Colombia, un país de Mafias

21 de octubre de 2013

Abelardo De La Espriella

Abogado, empresario y escritor

Canal de noticias de Asuntos Legales

El vocablo “mafia” tiene su origen en Italia, puntualmente en la bella y exótica isla de Sicilia. Algunos textos señalan que, a raíz de las cruentas invasiones francesas, acaecidas entre finales del siglo XV y mediados del XVI, los italianos del sur acuñaron el acrónimo o sigla “mafia” para significar un deseo inaplazable: Muerte a Franceses Italia Añora. Posteriormente, en el siglo XIX  la utilización del término “mafia” se aplicaba a la relación entre la delincuencia y la política, así como también para denominar a aquellas personas que posaban de bravuconas, prepotentes o fanfarronas.

──────────

**Tareas**
a) Indica si cada afirmación concuerda con el texto sobre las mafias y responde sí o no, citando literalmente las palabras decisivas: (i) la palabra "mafia" nació en la isla de Sicilia; (ii) las invasiones francesas ocurrieron en el siglo XIX; (iii) en el siglo XIX el término también servía para nombrar a personas fanfarronas.
b) Convierte en una lista breve el párrafo del texto sobre las mafias que empieza con "El vocablo “mafia” tiene su origen", conservando sus datos principales.
c) Reanuda el texto sobre las mafias a partir de su última oración.

Registros de una colección:
──────────

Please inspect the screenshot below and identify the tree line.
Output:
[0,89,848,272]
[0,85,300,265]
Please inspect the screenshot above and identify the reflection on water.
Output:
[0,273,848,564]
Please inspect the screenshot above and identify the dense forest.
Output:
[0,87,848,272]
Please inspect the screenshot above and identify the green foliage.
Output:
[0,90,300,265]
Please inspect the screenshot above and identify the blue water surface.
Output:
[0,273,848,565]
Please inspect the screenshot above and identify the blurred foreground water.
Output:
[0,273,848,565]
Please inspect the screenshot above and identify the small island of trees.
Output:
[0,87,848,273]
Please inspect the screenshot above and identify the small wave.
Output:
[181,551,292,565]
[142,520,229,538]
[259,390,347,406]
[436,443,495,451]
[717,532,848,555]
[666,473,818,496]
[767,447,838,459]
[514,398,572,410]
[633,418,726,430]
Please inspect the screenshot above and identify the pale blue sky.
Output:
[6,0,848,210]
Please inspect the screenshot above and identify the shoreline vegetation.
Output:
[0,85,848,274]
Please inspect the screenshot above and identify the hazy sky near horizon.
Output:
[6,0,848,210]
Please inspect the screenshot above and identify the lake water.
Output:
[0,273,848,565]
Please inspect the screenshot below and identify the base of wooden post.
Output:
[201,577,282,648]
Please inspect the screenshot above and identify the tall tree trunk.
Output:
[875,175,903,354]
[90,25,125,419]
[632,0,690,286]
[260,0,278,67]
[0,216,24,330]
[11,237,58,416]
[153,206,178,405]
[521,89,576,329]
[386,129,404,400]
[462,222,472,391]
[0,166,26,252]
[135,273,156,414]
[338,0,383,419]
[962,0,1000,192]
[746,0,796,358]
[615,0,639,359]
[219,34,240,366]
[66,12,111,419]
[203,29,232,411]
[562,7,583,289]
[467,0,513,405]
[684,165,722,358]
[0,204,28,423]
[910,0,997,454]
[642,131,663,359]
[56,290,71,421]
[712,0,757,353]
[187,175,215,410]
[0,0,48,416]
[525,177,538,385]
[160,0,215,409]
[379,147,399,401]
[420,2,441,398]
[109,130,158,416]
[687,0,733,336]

──────────

**Resultados por tarea**
a)
(i) Sí: "puntualmente en la bella y exótica isla de Sicilia".
(ii) No: "acaecidas entre finales del siglo XV y mediados del XVI".
(iii) Sí: "para denominar a aquellas personas que posaban de bravuconas, prepotentes o fanfarronas".

b)
- La palabra "mafia" tiene su origen en Italia, concretamente en Sicilia.
- Algunos textos señalan que surgió a raíz de las invasiones francesas de finales del siglo XV a mediados del XVI.
- Los italianos del sur la habrían acuñado como sigla de "Muerte a Franceses Italia Añora".
- En el siglo XIX se aplicaba a la relación entre la delincuencia y la política.
- También designaba a las personas bravuconas, prepotentes o fanfarronas.

c)
En la actualidad, la palabra “mafia” tiene varias acepciones según la Real Academia de la Lengua. Las dos más importantes son: “Organización clandestina de criminales” y “grupo organizado que trata de defender sus intereses”. Pues bien, en Colombia pululan las mafias en las esquinas de los barrios, los mercados, las alcaldías, los medios de comunicación, las gobernaciones, el congreso, los concejos y asambleas, en las zonas rurales y hasta en la presidencia. Unas operan desde la ilegalidad; otras funcionan enquistadas en la institucionalidad y, en algunos casos, se combinan las dos opciones. 

La mafia no es simplemente una asociación criminal, sino una estructura de poder que cuenta con una extraordinaria cantidad de ramificaciones en la sociedad civil y el Estado, y cuyo propósito final es proteger y acrecentar los interese de unos cuantos, en detrimento de las necesidades de todo un colectivo social. Las diversas variedades de mafias nacen, crecen y se reproducen en sociedades en las que no hay Estado. La ausencia del Estado es un caldo de cultivo inmejorable para que germinen dichos grupos.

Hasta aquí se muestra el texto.